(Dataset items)
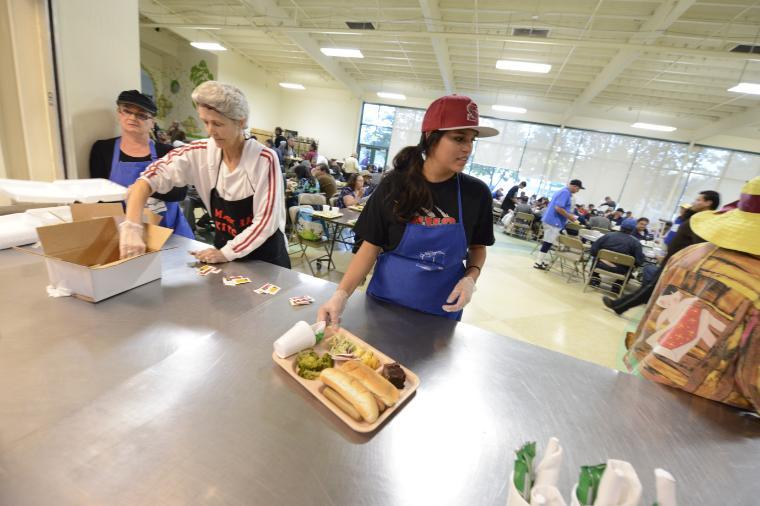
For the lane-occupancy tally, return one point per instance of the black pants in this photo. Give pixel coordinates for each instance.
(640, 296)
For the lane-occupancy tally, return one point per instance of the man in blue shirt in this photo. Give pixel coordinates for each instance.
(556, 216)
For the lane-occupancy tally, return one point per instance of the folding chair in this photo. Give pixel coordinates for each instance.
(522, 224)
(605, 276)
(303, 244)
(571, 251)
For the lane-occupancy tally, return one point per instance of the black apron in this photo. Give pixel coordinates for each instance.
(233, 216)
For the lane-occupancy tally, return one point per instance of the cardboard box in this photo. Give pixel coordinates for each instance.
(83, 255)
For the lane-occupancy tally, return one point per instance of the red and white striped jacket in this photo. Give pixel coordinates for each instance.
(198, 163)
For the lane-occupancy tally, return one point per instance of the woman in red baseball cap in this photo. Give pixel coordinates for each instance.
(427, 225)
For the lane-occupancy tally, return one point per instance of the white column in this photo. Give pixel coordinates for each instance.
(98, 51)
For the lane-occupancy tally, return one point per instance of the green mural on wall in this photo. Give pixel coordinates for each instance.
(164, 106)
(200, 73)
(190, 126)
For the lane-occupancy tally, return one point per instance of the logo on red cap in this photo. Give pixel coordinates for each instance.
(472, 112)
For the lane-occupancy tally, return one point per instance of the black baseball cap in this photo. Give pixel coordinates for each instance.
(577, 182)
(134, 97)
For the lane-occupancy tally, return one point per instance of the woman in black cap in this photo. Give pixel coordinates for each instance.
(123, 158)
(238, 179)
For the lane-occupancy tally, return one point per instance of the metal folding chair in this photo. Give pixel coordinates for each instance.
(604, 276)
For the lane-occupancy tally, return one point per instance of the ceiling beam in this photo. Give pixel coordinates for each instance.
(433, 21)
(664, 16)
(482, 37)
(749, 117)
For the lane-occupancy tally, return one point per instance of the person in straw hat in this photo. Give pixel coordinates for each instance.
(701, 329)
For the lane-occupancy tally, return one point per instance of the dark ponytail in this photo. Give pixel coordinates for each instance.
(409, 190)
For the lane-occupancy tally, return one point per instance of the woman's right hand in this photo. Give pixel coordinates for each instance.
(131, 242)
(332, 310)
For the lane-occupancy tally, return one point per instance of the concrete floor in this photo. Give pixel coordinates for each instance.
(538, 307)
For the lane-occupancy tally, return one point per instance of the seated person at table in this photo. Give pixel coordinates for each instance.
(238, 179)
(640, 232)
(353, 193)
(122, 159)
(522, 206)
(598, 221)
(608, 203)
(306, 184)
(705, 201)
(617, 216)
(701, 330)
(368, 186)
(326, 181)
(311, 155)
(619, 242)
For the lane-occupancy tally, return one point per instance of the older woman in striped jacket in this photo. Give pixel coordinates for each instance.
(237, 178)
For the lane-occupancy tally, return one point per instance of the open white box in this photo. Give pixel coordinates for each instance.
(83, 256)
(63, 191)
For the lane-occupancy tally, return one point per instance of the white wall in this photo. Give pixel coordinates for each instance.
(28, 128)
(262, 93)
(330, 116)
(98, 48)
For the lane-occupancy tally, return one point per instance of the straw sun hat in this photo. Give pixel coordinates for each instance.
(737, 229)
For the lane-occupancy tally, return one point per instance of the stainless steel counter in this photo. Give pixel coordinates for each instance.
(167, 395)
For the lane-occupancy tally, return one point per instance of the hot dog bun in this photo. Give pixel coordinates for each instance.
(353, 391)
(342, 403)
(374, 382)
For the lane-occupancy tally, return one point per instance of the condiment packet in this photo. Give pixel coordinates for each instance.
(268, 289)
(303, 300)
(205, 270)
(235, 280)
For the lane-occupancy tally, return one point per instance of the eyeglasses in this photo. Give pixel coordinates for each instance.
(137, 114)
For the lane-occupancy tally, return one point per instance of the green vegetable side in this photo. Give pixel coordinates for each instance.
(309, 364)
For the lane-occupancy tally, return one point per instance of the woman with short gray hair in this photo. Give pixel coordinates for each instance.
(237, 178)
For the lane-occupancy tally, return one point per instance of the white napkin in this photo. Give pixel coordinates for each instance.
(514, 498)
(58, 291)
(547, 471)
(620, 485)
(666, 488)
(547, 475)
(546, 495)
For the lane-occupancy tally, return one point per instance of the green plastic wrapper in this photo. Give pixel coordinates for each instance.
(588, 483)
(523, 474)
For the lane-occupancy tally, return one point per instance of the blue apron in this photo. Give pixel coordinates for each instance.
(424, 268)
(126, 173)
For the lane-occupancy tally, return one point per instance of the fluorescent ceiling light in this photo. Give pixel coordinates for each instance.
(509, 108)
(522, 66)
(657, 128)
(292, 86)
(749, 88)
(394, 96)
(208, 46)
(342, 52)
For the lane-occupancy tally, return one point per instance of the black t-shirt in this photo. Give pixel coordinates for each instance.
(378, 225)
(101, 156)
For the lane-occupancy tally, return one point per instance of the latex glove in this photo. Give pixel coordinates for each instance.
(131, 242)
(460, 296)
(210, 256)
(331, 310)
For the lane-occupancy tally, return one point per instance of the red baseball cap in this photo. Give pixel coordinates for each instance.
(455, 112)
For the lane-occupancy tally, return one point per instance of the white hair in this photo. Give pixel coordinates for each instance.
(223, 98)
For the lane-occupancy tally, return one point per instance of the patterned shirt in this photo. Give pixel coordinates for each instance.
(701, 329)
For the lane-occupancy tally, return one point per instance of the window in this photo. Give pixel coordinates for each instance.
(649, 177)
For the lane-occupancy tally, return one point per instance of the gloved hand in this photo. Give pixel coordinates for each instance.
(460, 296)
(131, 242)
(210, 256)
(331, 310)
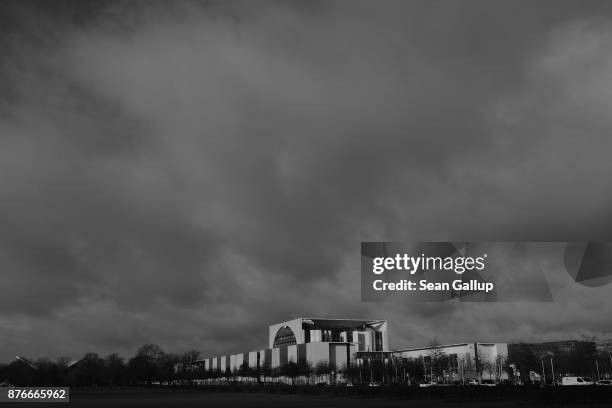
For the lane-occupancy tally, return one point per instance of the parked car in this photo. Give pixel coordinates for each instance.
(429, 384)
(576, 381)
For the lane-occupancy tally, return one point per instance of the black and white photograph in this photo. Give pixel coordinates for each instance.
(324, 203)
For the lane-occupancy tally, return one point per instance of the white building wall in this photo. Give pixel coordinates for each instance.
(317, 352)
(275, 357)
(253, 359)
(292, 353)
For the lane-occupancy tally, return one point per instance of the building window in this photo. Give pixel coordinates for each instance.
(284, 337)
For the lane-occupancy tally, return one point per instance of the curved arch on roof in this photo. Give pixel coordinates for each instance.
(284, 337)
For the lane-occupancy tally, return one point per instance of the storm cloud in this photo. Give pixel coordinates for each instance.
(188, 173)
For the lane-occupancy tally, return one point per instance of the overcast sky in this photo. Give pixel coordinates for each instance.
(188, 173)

...

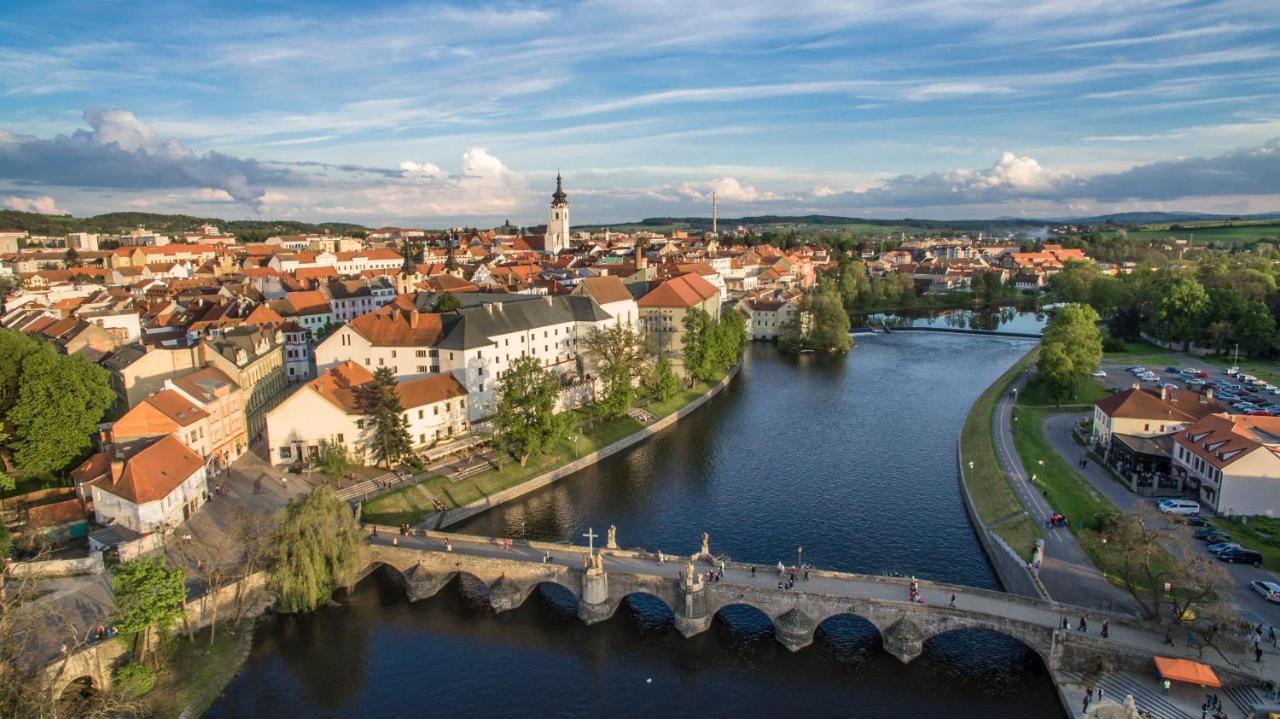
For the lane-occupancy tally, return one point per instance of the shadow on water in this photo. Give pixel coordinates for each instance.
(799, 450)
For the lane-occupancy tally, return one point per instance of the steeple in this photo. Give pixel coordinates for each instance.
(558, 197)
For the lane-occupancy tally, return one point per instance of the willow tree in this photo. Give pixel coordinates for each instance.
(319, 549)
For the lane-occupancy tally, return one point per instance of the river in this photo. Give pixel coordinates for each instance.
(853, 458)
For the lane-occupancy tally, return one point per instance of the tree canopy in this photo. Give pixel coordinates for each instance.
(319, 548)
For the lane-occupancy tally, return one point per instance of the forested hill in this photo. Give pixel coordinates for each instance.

--

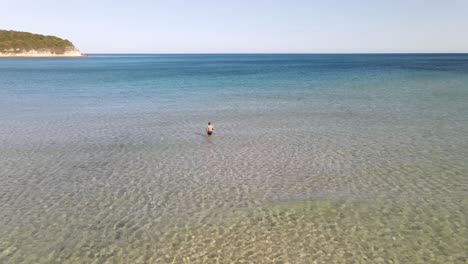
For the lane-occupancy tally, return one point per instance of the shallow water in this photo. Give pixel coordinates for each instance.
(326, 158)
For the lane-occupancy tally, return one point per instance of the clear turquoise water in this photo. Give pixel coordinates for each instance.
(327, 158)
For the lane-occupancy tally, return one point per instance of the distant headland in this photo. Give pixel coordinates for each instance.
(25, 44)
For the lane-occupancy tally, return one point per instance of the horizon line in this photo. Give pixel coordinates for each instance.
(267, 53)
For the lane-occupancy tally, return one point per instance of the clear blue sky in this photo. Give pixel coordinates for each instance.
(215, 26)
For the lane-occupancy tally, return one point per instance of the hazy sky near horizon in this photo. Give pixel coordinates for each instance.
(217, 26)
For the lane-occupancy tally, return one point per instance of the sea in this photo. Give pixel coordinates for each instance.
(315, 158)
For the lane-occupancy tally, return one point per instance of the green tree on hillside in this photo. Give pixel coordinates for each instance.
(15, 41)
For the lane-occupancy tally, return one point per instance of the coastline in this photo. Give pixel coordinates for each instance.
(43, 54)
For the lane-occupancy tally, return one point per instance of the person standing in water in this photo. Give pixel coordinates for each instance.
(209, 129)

EXERCISE INSTRUCTIONS: Every line above from the line with "of the willow" to the line with "of the forested", inclusive, must be returned exactly; no other line belongs in the reply.

SOLVED EXERCISE:
For the lane-occupancy tally, return one point per instance of the willow tree in this photo. Give pixel coordinates for each instance.
(319, 549)
For the lane-occupancy tally, return one point per instance of the river in this photo. Give pixel coordinates for each instance.
(853, 458)
For the lane-occupancy tally, return one point per instance of the tree canopy in this photo. Give pixel coordinates for each instance.
(319, 548)
For the lane-occupancy tally, return one point per instance of the forested hill in this photo. Give pixel coordinates for each instance.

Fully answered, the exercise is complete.